▸ TRY IT: Only lines containing the string "below" belong in the answer; copy all of them from the entries.

▸ RECORDS PROVIDED:
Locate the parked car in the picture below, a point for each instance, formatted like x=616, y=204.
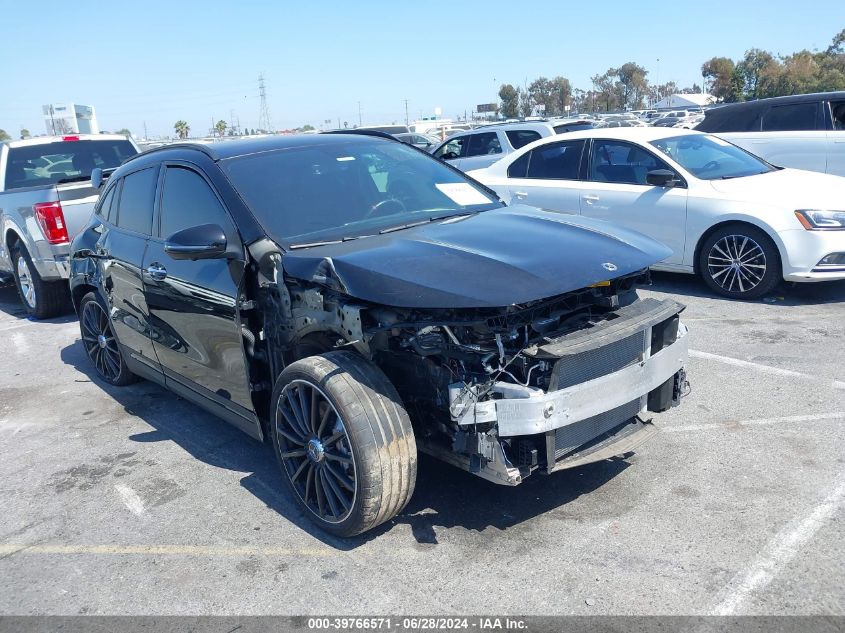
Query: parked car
x=739, y=222
x=357, y=301
x=423, y=141
x=45, y=199
x=800, y=131
x=480, y=147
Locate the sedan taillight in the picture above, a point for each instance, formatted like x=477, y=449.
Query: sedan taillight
x=52, y=221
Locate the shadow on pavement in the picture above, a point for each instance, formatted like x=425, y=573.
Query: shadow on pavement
x=786, y=294
x=445, y=497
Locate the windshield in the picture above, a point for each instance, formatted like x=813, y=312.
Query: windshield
x=710, y=158
x=349, y=189
x=63, y=161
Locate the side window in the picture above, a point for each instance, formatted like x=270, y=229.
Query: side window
x=623, y=163
x=105, y=205
x=519, y=167
x=556, y=161
x=792, y=118
x=188, y=201
x=483, y=144
x=837, y=109
x=521, y=138
x=135, y=212
x=455, y=148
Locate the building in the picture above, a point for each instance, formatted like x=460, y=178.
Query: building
x=694, y=100
x=70, y=118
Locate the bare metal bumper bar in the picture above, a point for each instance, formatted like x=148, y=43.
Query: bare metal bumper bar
x=543, y=412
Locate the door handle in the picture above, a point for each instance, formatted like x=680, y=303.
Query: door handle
x=157, y=271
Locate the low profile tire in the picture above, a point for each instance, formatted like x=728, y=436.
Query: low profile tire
x=100, y=344
x=740, y=262
x=42, y=299
x=344, y=442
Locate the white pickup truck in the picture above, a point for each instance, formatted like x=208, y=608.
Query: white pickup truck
x=800, y=131
x=45, y=199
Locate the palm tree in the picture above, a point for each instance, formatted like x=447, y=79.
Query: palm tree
x=182, y=128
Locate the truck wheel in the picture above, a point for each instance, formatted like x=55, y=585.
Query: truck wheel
x=740, y=262
x=100, y=344
x=344, y=442
x=42, y=299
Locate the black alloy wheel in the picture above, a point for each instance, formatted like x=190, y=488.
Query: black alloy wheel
x=315, y=451
x=100, y=343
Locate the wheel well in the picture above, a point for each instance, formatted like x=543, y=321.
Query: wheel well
x=79, y=292
x=722, y=225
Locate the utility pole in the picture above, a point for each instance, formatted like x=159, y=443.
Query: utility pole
x=264, y=112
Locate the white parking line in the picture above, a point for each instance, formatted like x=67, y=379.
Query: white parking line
x=130, y=499
x=779, y=552
x=789, y=419
x=694, y=353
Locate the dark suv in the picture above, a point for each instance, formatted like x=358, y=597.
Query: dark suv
x=356, y=300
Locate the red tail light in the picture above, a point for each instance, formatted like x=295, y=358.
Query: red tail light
x=52, y=221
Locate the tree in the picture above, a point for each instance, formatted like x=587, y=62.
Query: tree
x=631, y=84
x=605, y=96
x=717, y=73
x=510, y=101
x=562, y=93
x=759, y=70
x=526, y=104
x=182, y=129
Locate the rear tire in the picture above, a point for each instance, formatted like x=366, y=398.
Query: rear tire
x=344, y=442
x=41, y=299
x=740, y=262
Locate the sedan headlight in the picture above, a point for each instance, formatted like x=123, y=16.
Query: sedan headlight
x=821, y=220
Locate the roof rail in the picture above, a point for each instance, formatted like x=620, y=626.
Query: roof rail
x=364, y=133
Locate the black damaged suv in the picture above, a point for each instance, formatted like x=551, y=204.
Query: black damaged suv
x=355, y=300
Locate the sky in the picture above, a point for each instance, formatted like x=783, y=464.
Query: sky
x=154, y=62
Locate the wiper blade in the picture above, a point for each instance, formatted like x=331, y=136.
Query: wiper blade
x=62, y=181
x=348, y=238
x=310, y=244
x=433, y=218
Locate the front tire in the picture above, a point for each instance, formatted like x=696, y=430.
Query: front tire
x=42, y=299
x=740, y=262
x=344, y=442
x=100, y=344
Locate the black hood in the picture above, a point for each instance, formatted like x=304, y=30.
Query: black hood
x=491, y=259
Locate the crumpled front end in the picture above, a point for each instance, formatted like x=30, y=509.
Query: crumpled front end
x=603, y=382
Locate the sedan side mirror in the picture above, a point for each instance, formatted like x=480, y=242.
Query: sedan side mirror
x=661, y=178
x=207, y=241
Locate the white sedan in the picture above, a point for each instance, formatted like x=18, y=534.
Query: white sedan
x=736, y=220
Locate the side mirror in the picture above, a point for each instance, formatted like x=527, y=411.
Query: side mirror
x=97, y=178
x=661, y=178
x=207, y=241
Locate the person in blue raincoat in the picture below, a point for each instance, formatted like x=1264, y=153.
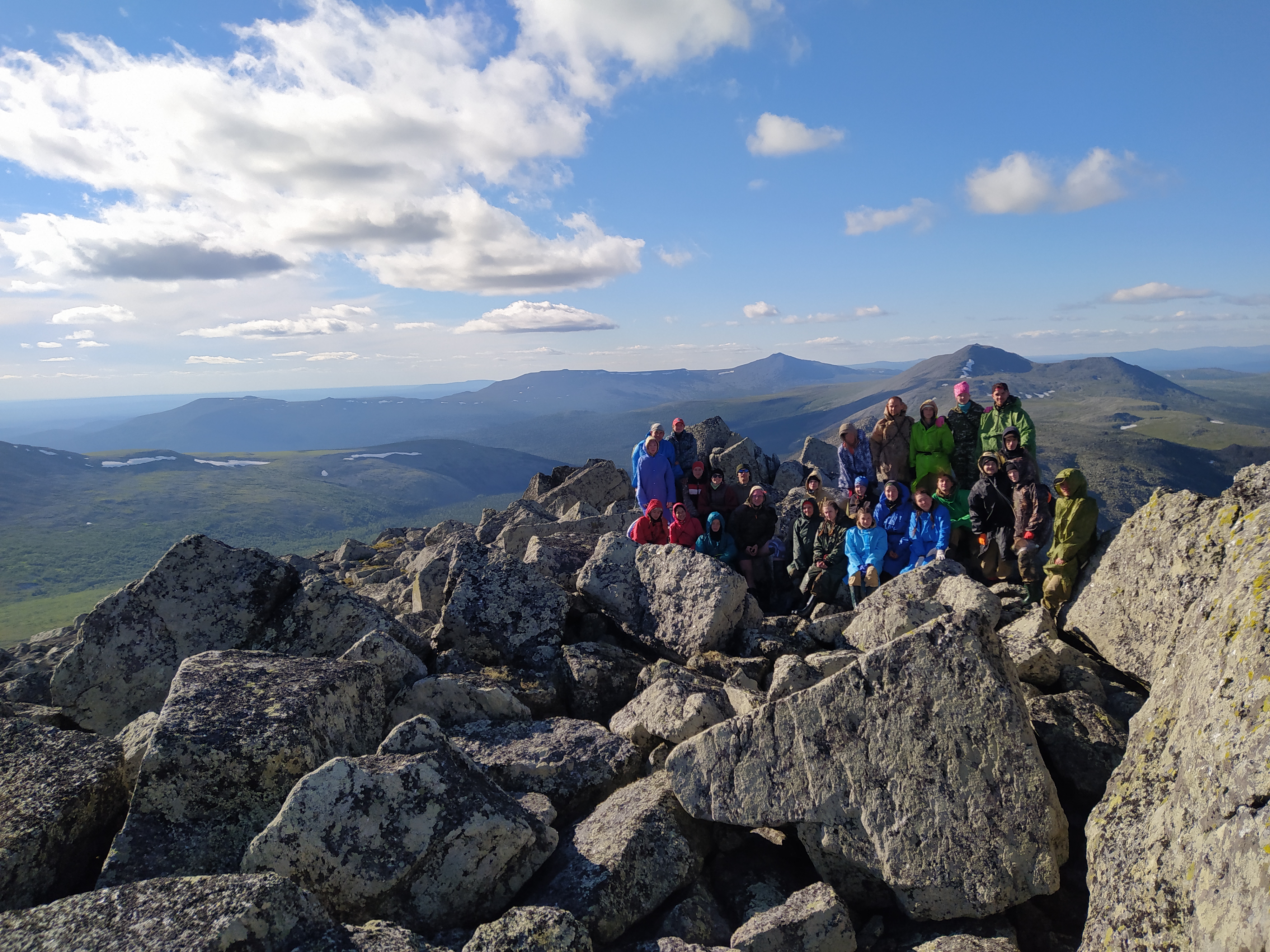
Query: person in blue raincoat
x=893, y=513
x=653, y=477
x=929, y=529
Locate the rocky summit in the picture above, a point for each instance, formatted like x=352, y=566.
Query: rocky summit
x=533, y=734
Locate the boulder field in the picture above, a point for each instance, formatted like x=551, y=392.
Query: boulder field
x=533, y=734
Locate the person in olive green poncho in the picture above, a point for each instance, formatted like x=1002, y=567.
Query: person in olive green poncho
x=1076, y=521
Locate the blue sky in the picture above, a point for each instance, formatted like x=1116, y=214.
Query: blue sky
x=187, y=208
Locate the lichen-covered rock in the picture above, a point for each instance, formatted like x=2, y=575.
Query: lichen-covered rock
x=573, y=764
x=237, y=733
x=675, y=601
x=64, y=797
x=627, y=859
x=599, y=678
x=189, y=913
x=1179, y=849
x=201, y=596
x=1081, y=742
x=459, y=699
x=531, y=930
x=929, y=738
x=424, y=840
x=811, y=921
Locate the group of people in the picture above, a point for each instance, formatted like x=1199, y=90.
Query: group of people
x=962, y=486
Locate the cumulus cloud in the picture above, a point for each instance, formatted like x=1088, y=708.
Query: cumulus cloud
x=784, y=135
x=760, y=309
x=1023, y=185
x=866, y=220
x=1155, y=291
x=528, y=317
x=365, y=134
x=100, y=314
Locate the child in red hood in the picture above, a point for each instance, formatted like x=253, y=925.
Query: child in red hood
x=685, y=529
x=651, y=529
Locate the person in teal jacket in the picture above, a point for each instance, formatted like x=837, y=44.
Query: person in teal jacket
x=867, y=552
x=717, y=544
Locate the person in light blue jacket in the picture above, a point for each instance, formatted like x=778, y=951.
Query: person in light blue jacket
x=867, y=552
x=929, y=530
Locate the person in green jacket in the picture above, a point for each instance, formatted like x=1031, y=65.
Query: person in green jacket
x=958, y=503
x=1076, y=532
x=1006, y=411
x=930, y=444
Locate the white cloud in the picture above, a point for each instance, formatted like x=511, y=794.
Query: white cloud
x=365, y=134
x=866, y=220
x=1155, y=291
x=526, y=317
x=784, y=135
x=98, y=314
x=760, y=309
x=1024, y=183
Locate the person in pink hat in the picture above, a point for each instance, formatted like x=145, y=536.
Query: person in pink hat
x=963, y=420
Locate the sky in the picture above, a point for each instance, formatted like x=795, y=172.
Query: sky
x=257, y=195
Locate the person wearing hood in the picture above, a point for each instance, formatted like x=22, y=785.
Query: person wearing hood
x=829, y=559
x=855, y=459
x=805, y=540
x=651, y=529
x=1076, y=534
x=965, y=420
x=1006, y=411
x=867, y=552
x=893, y=513
x=717, y=543
x=653, y=475
x=929, y=529
x=665, y=449
x=993, y=520
x=685, y=529
x=890, y=444
x=1033, y=524
x=929, y=446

▸ SOLUTION TO THIS EXERCISE:
Locate the parked car in the picture below, a point for each instance, formatted like x=616, y=204.
Locate the person in blue raincoat in the picture below, a point for each instance, formatted like x=1264, y=153.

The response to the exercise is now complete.